_Items listed in a dataset:_
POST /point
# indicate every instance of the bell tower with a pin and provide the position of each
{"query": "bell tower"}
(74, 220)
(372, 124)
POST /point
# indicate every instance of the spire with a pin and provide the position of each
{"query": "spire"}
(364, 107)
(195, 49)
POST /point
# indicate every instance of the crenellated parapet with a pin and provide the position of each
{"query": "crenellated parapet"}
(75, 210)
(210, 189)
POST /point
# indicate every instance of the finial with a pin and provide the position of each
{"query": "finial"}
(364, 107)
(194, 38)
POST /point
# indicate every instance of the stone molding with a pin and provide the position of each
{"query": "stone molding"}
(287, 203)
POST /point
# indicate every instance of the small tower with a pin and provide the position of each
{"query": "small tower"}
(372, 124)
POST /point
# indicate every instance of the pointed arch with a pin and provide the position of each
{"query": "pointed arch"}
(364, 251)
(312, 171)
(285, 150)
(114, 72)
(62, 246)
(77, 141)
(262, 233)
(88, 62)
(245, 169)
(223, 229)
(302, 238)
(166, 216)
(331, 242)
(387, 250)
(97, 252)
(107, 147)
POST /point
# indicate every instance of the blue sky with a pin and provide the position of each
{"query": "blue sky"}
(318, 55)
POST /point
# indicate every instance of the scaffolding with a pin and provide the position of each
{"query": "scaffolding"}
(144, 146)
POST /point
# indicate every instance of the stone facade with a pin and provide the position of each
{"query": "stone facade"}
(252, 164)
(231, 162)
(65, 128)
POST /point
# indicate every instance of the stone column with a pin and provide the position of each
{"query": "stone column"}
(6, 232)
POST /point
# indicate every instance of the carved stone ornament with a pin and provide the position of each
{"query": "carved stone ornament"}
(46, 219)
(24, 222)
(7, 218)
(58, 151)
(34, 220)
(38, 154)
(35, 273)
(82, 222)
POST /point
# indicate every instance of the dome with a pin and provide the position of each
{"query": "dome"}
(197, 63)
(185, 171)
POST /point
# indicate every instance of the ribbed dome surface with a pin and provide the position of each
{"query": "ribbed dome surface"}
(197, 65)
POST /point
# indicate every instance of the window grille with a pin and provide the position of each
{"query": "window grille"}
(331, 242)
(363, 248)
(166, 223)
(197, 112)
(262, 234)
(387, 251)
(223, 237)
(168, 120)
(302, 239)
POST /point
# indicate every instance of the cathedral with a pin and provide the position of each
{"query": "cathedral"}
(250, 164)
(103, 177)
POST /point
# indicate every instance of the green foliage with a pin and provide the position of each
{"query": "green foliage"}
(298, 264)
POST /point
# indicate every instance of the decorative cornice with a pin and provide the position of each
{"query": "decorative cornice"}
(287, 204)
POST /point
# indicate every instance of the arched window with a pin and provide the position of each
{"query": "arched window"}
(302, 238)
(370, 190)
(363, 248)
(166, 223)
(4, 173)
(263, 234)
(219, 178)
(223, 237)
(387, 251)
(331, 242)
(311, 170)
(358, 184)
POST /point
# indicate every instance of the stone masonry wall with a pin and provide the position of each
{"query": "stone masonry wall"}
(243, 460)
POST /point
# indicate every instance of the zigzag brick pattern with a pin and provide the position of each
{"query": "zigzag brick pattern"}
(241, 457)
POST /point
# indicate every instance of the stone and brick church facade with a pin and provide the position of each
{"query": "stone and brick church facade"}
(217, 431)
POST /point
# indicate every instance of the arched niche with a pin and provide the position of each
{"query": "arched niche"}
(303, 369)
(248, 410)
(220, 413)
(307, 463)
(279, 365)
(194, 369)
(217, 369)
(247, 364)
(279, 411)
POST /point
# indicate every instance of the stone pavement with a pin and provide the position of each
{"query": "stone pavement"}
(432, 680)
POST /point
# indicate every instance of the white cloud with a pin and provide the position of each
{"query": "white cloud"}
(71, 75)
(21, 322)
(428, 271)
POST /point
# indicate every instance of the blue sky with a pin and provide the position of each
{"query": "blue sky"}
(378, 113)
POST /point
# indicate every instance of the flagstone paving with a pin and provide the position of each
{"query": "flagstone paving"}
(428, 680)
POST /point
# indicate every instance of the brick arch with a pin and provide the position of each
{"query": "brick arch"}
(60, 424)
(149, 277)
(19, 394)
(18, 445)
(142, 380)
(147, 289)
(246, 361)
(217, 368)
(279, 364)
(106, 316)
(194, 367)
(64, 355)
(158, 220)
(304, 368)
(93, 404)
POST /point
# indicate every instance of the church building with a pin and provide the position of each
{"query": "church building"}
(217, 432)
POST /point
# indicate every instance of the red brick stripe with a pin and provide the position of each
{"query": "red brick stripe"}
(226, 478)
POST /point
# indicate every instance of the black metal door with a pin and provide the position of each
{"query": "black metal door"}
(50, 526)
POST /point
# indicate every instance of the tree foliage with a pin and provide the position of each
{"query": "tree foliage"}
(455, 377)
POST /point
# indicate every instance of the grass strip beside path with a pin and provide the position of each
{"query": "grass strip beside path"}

_What this task involves:_
Where does "beside" appear in the records above? Copy every line that has it.

_Finished exercise:_
# indicate every instance of the grass strip beside path with a pin and provide the position of each
{"query": "grass strip beside path"}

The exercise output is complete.